**Selected extract**:
+ + + + +
This note summarizes the results of the CIA (Carbon Impact Analytics) analysis campaign conducted in the last quarter of 2020 on a sample of 140 listed transport industry companies. The CIA method seeks to measure a company’s exposure to transition risk via an overall rating (from A+ to E-) and different sector indicators. Using our data, we ranked the analyzed companies in the transport sector according to their degree of exposure, but also observed the historical trends of their absolute emissions (Scope 1, 2 and 3), and assessed strategies pursued to align them – or not – with the world economy’s decarbonization targets and reduce their exposure to transition risk. Note that the analyses were mostly conducted based on 2019 data, before the impact of the pandemic.
The transport sector stands out due to the wide range of stakeholders involved: equipment manufacturers, (e.g. car, truck, ship and airplane manufacturers), infrastructure operators, and transport operators. Analysing automotive equipment manufacturers provides a close-up view of the individual behaviour for use of cars (or LDV: Light Duty Vehicle). Contrastingly, analysing transport operators provides a general view of emissions from freight, and then from collective transport, (rail, urban, air).
- The transport industry accounted for 24% of direct CO2 emissions (from fossil fuels) worldwide in 2019, or 8,258 million tonnes of CO2.
- Until the COVID-19 pandemic, the sector had been constantly growing: passenger transport activity increased by 74% between 2000 and 2015 (in passenger.kilometres), and the freight transport business by 68% over the same period (in tonnes.kilometres). The increase in demand for transport is correlated with an increase in population, and in GDP, so it is particularly strong in “developing countries”, and considerable in “developed” countries.
- The transport sector is highly dependent on oil products: apart from rail-based transport, whose electrification is substantial and increasing, different means of transport (road, sea, air) rely 94% on oil derivatives. Alternative fuels and electric motorization are still underused in the sector.
- Equipment and investment related to transport is generally significant and has an impact over multiple decades.
- The technological levers for decarbonization of transport will not on their own guarantee a reduction in sector emissions at a sufficient rate to limit global warming to a level well below 2°C.
- “Scope 3” emissions account for the majority of emissions (up to 96% of the total) for many companies in this sector.
- Only few companies have set Scope 3 reduction targets, while most of analyzed companies have set Scope 1 & 2 reduction targets, but those objectives remain marginal regarding their overall environmental impact.
+ + + + +
**Dataset entries**:

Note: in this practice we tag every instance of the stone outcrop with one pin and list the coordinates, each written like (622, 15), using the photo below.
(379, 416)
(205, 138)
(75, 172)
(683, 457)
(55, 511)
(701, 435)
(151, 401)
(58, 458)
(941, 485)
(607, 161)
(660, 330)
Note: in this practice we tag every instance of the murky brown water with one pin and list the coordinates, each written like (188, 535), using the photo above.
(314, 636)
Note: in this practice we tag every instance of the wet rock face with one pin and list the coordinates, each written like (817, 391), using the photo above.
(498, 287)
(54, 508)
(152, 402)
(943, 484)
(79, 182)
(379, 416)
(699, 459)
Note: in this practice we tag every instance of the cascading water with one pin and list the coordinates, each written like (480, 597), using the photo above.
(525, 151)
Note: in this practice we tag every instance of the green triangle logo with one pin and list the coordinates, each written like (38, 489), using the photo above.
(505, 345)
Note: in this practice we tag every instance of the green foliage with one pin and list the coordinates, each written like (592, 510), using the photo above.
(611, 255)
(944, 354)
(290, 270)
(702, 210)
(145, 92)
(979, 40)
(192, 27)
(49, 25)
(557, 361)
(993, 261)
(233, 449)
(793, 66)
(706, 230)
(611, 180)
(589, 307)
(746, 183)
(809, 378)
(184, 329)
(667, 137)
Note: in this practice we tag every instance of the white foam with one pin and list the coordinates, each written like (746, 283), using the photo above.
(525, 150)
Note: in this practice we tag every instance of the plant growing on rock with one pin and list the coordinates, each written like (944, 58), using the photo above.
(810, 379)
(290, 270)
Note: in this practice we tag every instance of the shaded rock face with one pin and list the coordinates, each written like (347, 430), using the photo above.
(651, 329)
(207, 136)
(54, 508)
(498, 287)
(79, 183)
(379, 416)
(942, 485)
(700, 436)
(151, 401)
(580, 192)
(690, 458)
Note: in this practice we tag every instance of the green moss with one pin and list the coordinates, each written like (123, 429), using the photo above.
+ + + + +
**Your objective**: Reproduce the stretch of the transport-sector carbon note from "- The transport sector" through "well below 2°C.", swapping "oil" for "petroleum".

**Exercise response**:
- The transport sector is highly dependent on petroleum products: apart from rail-based transport, whose electrification is substantial and increasing, different means of transport (road, sea, air) rely 94% on petroleum derivatives. Alternative fuels and electric motorization are still underused in the sector.
- Equipment and investment related to transport is generally significant and has an impact over multiple decades.
- The technological levers for decarbonization of transport will not on their own guarantee a reduction in sector emissions at a sufficient rate to limit global warming to a level well below 2°C.